## Set exercise
Rewrite the records from the start through the line containing "[137,360,868,696]", changing "splashing water" to "spraying water" and leaving everything else the same.

(Data listing)

-------------------------

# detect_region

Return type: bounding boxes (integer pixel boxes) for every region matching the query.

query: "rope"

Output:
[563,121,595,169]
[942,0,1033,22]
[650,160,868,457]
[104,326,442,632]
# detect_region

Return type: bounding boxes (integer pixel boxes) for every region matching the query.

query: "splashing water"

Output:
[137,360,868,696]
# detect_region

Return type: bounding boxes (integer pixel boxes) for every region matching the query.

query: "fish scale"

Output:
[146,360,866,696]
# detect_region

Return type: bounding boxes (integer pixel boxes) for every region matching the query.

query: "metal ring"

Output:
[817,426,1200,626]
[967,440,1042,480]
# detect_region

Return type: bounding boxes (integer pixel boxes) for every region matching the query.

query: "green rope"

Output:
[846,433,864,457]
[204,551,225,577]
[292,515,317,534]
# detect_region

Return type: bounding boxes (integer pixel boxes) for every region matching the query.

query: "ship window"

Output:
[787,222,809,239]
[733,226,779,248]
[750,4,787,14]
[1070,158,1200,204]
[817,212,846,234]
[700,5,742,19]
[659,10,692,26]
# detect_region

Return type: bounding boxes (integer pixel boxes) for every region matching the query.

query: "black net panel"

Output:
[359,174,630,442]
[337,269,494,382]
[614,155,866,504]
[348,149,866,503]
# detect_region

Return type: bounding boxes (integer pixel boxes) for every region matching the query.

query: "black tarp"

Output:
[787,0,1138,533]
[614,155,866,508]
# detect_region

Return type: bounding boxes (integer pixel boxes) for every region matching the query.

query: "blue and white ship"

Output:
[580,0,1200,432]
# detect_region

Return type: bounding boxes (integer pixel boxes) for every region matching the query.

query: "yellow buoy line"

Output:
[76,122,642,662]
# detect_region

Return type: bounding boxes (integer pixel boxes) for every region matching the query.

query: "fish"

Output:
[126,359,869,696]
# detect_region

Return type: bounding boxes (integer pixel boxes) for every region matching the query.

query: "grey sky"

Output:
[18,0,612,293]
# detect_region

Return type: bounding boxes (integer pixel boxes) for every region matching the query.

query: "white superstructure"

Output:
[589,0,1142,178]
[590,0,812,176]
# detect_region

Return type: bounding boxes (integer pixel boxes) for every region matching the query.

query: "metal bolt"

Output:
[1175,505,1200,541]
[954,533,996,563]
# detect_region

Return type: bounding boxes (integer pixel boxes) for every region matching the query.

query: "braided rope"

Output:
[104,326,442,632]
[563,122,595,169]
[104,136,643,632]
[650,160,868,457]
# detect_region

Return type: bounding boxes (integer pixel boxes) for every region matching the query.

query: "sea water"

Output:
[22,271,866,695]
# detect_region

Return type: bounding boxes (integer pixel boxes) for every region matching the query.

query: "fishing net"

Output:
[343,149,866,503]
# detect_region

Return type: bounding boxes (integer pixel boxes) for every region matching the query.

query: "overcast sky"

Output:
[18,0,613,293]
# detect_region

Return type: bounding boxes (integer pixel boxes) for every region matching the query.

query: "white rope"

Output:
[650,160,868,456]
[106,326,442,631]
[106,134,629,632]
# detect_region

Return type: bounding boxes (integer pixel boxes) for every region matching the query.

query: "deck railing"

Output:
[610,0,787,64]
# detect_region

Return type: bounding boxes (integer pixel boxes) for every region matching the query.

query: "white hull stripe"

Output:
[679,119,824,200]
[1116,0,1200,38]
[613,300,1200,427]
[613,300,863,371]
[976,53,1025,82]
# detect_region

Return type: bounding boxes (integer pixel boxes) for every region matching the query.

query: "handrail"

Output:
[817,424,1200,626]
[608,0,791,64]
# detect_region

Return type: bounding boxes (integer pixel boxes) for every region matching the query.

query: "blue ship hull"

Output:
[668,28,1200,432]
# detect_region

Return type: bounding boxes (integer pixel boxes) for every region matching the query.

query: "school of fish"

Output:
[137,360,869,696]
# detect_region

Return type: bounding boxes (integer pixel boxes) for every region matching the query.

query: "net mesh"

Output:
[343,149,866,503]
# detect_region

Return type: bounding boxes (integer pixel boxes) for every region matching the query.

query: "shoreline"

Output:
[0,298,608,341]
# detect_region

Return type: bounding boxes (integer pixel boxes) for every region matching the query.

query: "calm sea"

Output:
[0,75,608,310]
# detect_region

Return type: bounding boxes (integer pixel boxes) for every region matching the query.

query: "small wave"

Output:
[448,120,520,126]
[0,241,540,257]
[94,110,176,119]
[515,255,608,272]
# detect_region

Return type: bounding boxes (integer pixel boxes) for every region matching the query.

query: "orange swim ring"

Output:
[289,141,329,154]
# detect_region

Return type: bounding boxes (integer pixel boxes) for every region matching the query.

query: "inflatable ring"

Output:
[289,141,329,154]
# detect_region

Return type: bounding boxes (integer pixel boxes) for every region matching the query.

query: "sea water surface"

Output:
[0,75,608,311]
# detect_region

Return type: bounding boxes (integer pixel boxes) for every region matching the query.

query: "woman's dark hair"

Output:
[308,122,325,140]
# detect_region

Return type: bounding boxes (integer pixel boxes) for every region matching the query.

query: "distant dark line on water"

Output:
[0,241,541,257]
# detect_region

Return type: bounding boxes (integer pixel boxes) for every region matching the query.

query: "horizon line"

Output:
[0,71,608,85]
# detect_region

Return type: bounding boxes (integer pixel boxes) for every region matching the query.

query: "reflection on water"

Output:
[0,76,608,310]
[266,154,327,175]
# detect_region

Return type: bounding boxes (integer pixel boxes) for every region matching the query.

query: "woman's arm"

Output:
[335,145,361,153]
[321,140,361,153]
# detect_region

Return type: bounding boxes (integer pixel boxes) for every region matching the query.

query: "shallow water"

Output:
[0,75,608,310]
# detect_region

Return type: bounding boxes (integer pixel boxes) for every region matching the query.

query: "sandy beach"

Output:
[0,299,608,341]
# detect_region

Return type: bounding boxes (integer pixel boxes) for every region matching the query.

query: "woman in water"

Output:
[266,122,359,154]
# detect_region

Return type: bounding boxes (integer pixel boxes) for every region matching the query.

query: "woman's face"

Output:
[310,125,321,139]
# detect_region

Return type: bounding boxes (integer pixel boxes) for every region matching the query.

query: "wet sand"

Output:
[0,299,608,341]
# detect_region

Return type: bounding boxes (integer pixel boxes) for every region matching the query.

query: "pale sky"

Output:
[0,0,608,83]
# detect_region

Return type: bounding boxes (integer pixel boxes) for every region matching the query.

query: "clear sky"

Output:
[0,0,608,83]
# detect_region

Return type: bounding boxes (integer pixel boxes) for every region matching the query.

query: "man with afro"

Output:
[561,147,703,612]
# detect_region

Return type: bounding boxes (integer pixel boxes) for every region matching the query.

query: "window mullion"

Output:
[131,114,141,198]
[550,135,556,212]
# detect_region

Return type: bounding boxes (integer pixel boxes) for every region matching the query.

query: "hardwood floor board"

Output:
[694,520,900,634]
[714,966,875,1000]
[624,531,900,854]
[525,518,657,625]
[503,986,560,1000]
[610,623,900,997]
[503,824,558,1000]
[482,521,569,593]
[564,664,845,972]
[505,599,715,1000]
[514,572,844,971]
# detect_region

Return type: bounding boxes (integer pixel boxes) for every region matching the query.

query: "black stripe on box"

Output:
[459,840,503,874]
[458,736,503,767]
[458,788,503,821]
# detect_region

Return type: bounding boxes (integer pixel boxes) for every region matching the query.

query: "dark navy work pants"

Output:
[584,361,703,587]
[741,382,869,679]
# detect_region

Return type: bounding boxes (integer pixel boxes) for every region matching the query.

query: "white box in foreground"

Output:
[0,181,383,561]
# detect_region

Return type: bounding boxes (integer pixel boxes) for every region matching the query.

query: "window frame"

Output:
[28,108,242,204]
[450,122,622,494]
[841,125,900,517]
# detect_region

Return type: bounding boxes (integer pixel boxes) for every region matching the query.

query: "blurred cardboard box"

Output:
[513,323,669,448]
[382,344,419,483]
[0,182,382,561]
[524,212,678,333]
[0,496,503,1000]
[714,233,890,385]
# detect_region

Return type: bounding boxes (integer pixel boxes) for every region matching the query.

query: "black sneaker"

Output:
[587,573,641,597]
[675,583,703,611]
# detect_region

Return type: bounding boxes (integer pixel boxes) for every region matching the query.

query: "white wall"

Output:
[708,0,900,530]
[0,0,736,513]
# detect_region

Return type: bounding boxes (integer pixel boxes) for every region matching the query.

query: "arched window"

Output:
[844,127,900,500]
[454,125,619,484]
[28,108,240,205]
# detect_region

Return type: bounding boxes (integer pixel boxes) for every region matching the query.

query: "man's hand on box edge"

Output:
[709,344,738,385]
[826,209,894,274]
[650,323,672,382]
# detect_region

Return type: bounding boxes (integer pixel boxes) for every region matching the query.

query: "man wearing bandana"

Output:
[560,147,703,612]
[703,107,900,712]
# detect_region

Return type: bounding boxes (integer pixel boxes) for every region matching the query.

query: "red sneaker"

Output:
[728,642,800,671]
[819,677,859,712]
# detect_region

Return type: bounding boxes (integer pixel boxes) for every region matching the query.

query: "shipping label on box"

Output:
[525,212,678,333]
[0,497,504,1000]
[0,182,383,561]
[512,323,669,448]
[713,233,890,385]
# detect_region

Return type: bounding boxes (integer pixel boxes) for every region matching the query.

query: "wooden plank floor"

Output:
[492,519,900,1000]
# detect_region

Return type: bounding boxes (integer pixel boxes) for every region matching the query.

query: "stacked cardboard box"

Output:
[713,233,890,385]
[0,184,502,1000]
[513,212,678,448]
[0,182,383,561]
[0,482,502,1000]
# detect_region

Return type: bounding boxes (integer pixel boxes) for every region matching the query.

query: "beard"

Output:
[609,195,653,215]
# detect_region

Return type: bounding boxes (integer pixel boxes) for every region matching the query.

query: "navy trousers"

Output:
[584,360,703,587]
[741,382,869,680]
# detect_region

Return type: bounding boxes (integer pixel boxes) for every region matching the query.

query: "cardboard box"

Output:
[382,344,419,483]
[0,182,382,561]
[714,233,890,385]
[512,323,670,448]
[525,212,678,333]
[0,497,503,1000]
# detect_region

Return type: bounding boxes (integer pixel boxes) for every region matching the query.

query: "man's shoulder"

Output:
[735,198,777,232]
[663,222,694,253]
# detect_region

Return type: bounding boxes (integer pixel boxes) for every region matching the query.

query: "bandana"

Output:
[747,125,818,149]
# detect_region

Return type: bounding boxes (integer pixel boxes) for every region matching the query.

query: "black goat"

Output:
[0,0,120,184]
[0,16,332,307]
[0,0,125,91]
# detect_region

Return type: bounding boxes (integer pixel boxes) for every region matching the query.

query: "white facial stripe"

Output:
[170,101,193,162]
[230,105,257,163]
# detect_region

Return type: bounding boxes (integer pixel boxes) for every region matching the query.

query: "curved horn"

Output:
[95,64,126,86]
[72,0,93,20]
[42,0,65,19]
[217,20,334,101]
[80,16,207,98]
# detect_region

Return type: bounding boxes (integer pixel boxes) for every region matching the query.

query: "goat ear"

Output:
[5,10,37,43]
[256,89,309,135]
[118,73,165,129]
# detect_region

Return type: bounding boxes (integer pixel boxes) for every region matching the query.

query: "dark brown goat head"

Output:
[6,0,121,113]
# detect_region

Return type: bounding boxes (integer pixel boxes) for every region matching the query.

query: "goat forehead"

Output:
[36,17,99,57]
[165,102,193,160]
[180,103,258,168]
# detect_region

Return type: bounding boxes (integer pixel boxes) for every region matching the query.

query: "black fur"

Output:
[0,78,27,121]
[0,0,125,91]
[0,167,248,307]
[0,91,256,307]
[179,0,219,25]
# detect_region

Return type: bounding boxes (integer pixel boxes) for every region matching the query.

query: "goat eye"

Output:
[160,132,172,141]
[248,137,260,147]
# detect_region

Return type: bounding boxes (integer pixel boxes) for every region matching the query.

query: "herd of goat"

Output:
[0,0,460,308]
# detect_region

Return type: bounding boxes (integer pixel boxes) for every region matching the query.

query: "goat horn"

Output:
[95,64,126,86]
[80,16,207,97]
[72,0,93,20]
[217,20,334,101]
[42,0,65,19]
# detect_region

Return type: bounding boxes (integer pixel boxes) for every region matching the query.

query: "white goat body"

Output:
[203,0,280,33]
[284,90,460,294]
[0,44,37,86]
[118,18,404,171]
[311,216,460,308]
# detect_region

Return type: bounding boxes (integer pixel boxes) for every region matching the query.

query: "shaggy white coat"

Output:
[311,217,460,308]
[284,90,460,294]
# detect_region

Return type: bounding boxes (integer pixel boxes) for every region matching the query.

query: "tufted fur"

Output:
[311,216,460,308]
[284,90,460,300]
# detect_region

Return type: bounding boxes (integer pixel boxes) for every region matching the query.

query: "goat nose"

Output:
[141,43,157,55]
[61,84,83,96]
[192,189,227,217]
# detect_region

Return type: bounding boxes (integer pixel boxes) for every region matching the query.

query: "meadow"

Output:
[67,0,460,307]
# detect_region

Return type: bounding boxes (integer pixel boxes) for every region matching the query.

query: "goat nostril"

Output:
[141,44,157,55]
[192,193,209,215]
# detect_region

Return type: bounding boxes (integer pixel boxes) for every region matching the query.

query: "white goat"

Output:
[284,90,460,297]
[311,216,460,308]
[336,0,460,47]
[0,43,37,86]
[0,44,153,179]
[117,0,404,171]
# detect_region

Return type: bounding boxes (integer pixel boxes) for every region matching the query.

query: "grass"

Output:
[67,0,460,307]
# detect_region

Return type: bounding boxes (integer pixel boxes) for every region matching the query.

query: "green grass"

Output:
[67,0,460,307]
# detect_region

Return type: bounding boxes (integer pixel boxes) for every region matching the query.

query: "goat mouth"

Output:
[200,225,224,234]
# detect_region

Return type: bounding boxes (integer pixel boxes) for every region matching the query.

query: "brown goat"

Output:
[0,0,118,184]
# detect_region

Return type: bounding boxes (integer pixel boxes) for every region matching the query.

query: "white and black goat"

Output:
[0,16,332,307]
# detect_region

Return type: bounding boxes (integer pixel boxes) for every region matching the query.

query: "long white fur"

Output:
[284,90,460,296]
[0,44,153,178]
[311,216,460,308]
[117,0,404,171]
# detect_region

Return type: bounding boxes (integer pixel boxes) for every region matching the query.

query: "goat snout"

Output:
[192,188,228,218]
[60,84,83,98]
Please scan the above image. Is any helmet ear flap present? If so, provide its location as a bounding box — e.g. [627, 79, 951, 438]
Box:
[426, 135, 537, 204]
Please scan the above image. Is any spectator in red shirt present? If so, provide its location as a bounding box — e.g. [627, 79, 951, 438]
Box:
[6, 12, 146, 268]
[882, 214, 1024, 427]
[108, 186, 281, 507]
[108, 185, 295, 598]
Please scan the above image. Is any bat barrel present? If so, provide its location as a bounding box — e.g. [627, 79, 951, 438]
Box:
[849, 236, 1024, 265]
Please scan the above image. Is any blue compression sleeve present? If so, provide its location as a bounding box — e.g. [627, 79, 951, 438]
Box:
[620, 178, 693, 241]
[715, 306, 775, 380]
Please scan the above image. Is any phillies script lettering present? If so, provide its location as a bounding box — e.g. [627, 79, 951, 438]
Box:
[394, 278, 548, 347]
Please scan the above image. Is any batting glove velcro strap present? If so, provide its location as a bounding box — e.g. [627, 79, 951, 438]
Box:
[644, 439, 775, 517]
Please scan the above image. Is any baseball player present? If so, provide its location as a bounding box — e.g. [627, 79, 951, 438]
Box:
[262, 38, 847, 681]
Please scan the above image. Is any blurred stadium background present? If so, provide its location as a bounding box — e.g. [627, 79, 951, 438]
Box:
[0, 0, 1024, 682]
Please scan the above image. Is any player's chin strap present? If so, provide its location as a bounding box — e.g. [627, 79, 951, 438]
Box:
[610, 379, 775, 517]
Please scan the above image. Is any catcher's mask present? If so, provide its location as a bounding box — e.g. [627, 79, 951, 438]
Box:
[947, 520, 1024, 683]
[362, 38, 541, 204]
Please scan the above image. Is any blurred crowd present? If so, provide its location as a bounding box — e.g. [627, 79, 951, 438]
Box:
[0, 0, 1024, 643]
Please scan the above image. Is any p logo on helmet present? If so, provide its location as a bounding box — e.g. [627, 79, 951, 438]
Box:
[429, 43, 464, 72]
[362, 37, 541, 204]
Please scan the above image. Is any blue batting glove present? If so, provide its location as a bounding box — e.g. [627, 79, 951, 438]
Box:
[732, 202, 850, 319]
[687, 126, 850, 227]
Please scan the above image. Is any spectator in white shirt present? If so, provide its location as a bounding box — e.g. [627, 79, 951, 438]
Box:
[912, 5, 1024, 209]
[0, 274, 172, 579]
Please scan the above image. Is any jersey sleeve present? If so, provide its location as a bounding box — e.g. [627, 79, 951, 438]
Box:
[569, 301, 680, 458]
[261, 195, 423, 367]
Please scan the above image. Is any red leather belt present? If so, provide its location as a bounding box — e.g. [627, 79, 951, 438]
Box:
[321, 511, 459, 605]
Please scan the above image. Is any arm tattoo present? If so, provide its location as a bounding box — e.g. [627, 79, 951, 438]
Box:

-------------------------

## Exercise result
# detect_region

Return type: bounding boxes (integer pixel boxes) for every region matching the query.

query: "rope"

Output:
[563,121,595,169]
[942,0,1033,22]
[650,160,868,457]
[104,326,442,632]
# detect_region

Return type: bounding boxes (integer pixel boxes) for every region matching the query.

query: "spraying water"

Output:
[137,360,868,696]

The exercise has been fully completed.